(STUDY TEXT begins)

CHICAGO—The malaria parasite that infects humans and the Irish potato famine pathogen use the same strategy to inject disease-causing proteins into the cells of their respective hosts.

That’s what researchers from Northwestern University and Ohio State University reported in the May 31 issue of the journal PLoS Pathogens.

“It was astonishing to learn that the parasite that causes malaria in humans and the pathogen that caused the Irish potato famine use the same signals to start an infection,” said Kasturi Haldar, PhD, Charles E. and Emma H. Morrison Professor of Pathology at Northwestern University’s Feinberg School of Medicine, the lead author on the study.

“These are very different pathogens evolutionarily. One infects humans while the other infects plants, so their utilization of a shared protein code to establish infection was completely unexpected,” Dr. Haldar said.

Dr. Haldar also said that it may be possible to develop therapies that could treat both Plasmodium, which causes malaria, as well as Phytophthora, which causes blight in vegetables, such as potatoes and soybeans, in addition to mature trees, such as oak.

Malaria kills more than 1 million people, most of whom are young African children. Malaria also causes poverty and is a major problem in human health globally. Phytophthora pathogens take a tremendous toll on agriculture by devastating a wide range of food and commercial crops in both the United States and rest of the world.

(STUDY TEXT ends)

◆ **PROBLEMS TO WORK ON**:
A. Transcribe the part of the pathogen news report that starts with "Malaria kills more" and goes on through "of the world.".
B. Pick up the pathogen news report after its final sentence and carry it on.

(DATA FOR REVIEW begins)

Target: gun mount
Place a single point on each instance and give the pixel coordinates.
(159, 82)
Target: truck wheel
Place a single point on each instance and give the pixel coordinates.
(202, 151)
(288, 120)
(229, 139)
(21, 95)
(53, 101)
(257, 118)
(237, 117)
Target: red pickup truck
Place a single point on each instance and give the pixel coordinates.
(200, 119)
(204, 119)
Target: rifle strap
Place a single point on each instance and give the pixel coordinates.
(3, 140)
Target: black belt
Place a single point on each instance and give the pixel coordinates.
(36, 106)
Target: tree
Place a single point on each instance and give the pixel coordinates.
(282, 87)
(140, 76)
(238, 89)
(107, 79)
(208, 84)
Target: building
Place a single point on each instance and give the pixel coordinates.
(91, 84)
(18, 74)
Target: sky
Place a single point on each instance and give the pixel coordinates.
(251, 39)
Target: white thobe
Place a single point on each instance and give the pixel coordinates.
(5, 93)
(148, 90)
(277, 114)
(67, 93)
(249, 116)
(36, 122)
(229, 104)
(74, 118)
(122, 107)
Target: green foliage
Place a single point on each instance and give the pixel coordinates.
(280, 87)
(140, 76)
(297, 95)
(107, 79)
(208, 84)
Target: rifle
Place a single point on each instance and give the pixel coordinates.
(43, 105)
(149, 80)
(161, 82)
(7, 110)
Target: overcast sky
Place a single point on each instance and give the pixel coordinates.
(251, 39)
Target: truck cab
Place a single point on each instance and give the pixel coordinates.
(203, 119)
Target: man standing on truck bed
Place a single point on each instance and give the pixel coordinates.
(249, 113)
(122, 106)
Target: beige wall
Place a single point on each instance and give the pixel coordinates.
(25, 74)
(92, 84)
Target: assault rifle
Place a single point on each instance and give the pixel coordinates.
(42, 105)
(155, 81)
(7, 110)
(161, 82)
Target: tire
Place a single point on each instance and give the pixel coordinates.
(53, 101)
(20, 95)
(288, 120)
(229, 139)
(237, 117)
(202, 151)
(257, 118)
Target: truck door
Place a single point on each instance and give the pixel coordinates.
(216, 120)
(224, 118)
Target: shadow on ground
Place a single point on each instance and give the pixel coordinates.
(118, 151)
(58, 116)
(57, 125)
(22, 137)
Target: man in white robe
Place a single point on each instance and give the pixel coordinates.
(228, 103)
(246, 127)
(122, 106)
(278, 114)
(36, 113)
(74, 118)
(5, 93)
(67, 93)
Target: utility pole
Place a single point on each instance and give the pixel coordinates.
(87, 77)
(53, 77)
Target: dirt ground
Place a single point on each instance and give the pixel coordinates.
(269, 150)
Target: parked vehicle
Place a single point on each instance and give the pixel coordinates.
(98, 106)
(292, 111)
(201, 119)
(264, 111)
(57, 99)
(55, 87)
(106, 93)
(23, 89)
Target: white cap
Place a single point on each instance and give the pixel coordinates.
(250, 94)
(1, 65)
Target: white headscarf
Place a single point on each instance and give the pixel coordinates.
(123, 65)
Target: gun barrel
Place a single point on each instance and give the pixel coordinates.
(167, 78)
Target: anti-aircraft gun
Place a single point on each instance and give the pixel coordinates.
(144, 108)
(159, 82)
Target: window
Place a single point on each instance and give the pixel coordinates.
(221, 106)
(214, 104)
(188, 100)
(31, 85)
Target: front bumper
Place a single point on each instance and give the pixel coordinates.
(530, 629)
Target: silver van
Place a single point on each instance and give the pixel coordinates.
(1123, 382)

(DATA FOR REVIEW ends)

◆ **LIST OF ANSWERS**:
A.
Malaria kills more than 1 million people, most of whom are young African children. Malaria also causes poverty and is a major problem in human health globally. Phytophthora pathogens take a tremendous toll on agriculture by devastating a wide range of food and commercial crops in both the United States and rest of the world.

B.
In earlier research published in the journal Science in 2004, N. Luisa Hiller, Souvik Bhattacharjee, PhD, and Christiaan van Ooij in Dr. Haldar’s laboratory showed that the infection protein sequence in Plasmodium falciparum is a leader sequence that provides the information to malaria proteins on how to infect human cells. Hiller and Dr. Bhattacharjee then selected and swapped the leader sequence of P. falciparum with leader sequences of Phytophthora infestans.

In experiments they infected human red blood cells with the modified malarial pathogen. They found that the malaria parasite could just as effectively inject proteins and infect human blood cells when it contained the P. infestans leader sequence instead of its own.

“Our findings show that very distinct and distant microbes can share similar strategies for delivering toxic proteins to their targets,” Dr. Haldar said.

“This is the first article to show that these types of pathogens that belong to distinctly different evolutionary groups share common infection strategies,” Dr. Haldar said.

This research was supported by grants from the National Institutes of Health, Great Lakes Research Centers of Excellence, and National Science Foundation.